- _ФРАГМЕНТ ДОКУМЕНТА_:
________________

Спустя два года, в своей колонке в «Речи», посвященной успеху «Жар-птицы» Стравинского на парижской сцене, Бенуа будет с удовольствием вспоминать этот пассаж как пророческий[447]. Однако в 1908 году в устах Бенуа заявление о желательности русского мифологического сюжета для нового реформированного балета выглядело безусловно неожиданным. В «Художественных ересях», где последствия революции еще не могли быть вполне отрефлексированы, Бенуа, как мы помним, высказывал убеждение, что для художника, в прежние времена «обожествлявшего» в своем искусстве монархическую власть, «абстрактная фикция» «народа-государства» (народовластия) едва ли была подходящей заменой как объект обожествления. После революции, подвергшей «государственничество» столь жесткому испытанию и подвергшей не меньшему испытанию элитистское понимание культуры, распался тот образ культурной действительности, в рамках которого «народное» могло претендовать лишь на место на обочине высокой культуры, а западническое кредо подразумевало отталкивание от «народной» традиции в пользу «европейской». Тем самым основания позиции, декларировавшейся Бенуа в период «Мира искусства» (см. главу 2), оказались подорваны. Однако осмысление вызовов новой культурной реальности в кругу прежнего «Мира искусства» происходило лишь постепенно, и период с 1906 по 1909 год заслуживает в этом смысле внимательного анализа.

________________

- _ЗАДАНИЯ_:
[A] В какой газете вышла колонка Бенуа об успехе «Жар-птицы» Стравинского на парижской сцене, согласно фрагменту документа?
[B] Выведите без изменений сохранённые строки, начиная со строки, содержащей «target | blonde girl», и заканчивая строкой, содержащей «x=617 y=350», включительно.
Приведённые далее строки никак не связаны с фрагментом документа.

________________

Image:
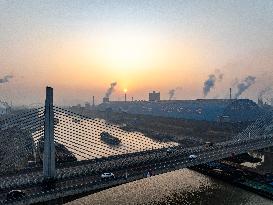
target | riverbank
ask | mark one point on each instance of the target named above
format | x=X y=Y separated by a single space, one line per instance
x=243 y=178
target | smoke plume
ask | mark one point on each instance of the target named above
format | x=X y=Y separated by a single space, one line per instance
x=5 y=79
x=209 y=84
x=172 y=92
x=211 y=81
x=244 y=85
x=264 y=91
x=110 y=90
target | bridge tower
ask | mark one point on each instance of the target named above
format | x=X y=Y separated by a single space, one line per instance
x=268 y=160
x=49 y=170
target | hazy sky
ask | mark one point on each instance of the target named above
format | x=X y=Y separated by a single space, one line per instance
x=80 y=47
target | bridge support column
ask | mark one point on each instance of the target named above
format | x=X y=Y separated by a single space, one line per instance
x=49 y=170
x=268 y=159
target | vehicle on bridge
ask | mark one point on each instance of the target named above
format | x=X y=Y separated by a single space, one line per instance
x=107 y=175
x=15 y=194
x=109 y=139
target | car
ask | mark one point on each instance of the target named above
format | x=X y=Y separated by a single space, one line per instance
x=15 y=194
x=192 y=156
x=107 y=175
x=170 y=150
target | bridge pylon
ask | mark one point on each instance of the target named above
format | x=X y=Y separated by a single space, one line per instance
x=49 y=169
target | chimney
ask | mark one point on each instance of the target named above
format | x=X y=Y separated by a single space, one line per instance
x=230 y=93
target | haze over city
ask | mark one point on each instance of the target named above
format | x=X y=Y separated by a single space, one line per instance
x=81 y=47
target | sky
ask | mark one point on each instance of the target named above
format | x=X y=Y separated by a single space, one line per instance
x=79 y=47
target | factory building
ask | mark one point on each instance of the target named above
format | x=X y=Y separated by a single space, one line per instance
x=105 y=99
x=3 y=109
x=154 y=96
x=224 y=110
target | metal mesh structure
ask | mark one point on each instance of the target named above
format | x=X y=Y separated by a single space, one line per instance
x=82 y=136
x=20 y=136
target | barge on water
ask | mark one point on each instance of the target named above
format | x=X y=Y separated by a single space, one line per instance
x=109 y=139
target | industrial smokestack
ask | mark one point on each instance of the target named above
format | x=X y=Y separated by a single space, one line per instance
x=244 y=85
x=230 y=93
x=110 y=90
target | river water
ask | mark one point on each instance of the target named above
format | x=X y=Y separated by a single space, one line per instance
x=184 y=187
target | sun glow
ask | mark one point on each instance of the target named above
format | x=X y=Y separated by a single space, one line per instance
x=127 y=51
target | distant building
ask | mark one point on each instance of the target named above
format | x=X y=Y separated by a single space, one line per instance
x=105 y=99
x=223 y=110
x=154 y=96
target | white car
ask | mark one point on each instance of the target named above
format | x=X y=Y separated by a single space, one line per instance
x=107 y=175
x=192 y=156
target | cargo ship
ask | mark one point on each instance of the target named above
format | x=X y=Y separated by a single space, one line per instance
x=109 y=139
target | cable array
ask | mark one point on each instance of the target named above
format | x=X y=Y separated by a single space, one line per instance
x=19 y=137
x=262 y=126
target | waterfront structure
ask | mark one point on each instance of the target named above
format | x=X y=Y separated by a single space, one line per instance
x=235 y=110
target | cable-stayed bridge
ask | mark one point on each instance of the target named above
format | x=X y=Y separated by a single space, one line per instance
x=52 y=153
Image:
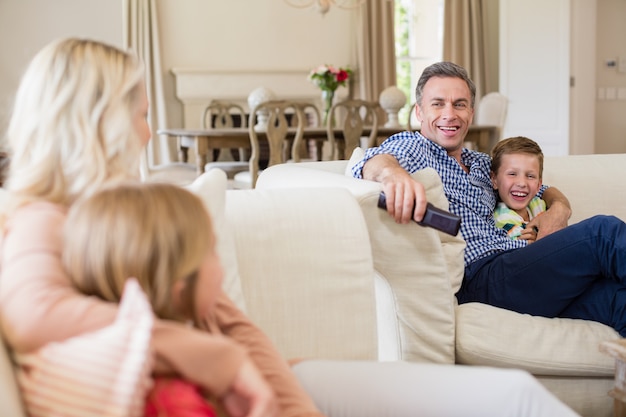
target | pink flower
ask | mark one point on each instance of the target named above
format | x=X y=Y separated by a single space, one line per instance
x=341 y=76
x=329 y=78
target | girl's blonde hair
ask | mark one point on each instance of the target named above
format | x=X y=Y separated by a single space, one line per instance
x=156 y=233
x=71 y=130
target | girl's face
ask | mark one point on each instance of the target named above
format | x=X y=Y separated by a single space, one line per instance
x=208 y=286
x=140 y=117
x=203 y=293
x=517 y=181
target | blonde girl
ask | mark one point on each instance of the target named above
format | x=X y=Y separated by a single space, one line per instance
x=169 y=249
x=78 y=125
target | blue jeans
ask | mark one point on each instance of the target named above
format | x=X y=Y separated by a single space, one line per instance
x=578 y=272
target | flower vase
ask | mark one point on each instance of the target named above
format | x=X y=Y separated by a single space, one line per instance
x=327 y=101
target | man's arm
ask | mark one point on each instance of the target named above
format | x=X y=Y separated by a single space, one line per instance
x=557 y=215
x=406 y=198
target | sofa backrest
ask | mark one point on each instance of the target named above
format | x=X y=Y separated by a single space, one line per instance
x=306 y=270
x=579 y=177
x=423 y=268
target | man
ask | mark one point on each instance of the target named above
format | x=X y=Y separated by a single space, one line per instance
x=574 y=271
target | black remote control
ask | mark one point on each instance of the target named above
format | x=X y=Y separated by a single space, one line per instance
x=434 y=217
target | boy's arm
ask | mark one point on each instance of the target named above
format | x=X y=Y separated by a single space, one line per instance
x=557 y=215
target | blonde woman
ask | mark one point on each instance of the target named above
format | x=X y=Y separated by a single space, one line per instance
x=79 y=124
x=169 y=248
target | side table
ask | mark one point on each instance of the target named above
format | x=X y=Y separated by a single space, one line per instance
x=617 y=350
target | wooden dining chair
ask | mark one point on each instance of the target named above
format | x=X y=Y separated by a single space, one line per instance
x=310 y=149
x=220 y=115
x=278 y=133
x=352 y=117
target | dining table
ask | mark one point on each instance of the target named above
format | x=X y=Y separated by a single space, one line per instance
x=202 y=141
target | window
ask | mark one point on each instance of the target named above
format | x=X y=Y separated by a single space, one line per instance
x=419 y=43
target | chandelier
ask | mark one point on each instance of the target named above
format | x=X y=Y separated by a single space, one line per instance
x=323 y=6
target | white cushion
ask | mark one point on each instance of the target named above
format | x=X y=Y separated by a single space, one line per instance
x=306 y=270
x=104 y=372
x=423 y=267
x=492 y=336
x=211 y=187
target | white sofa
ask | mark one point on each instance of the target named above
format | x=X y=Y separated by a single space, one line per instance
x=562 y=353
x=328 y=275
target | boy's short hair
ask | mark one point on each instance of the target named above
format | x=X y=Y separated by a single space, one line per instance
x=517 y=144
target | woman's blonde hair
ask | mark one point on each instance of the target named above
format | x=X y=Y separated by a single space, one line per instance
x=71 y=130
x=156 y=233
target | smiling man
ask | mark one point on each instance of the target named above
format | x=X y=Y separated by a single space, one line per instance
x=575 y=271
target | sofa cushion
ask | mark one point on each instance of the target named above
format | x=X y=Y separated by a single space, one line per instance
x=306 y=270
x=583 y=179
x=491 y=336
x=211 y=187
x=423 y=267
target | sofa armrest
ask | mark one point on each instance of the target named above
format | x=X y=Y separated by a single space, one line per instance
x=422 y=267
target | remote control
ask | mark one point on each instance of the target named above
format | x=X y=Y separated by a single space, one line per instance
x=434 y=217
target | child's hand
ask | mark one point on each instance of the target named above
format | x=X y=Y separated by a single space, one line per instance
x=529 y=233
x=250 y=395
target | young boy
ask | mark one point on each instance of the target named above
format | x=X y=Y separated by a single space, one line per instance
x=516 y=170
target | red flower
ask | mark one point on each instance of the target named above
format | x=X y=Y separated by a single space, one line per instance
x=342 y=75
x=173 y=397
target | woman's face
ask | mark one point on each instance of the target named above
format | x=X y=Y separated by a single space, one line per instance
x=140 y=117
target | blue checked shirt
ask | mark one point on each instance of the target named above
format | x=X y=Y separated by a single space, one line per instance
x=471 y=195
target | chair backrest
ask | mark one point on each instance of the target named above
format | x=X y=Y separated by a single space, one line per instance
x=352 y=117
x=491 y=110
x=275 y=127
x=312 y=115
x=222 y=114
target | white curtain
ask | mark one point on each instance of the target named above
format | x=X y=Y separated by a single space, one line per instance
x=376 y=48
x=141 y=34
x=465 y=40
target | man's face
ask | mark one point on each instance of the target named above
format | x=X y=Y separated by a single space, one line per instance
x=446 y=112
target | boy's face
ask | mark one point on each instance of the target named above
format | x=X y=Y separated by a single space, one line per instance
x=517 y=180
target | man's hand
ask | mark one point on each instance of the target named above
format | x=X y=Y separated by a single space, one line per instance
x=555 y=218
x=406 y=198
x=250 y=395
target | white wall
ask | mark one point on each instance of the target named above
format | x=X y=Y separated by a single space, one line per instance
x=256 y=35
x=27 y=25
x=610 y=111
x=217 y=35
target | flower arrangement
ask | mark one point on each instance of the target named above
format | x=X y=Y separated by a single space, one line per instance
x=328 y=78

________________

- _ОТВЕТЫ_:
[A] В «Речи».

[B]
target | blonde girl
ask | mark one point on each instance of the target named above
format | x=X y=Y separated by a single space, one line per instance
x=169 y=249
x=78 y=125
target | blue jeans
ask | mark one point on each instance of the target named above
format | x=X y=Y separated by a single space, one line per instance
x=578 y=272
target | flower vase
ask | mark one point on each instance of the target named above
format | x=X y=Y separated by a single space, one line per instance
x=327 y=101
target | man's arm
ask | mark one point on each instance of the target named above
format | x=X y=Y separated by a single space, one line per instance
x=557 y=215
x=406 y=198
target | sofa backrest
ask | mark one point on each instance of the target named above
format | x=X y=Y separated by a single space, one line per instance
x=306 y=270
x=579 y=177
x=423 y=268
target | man
ask | mark one point on each instance of the target named above
format | x=X y=Y separated by a single space, one line per instance
x=574 y=271
target | black remote control
ask | mark one point on each instance of the target named above
format | x=X y=Y separated by a single space, one line per instance
x=434 y=217
target | boy's arm
ask | mark one point on each instance of the target named above
format | x=X y=Y separated by a single space, one line per instance
x=557 y=215
target | blonde woman
ask | mark one point on each instance of the target named above
format | x=X y=Y separated by a single space, one line per instance
x=79 y=124
x=169 y=248
target | side table
ask | mark one point on each instance of the target named above
format | x=X y=Y separated by a single space, one line per instance
x=617 y=350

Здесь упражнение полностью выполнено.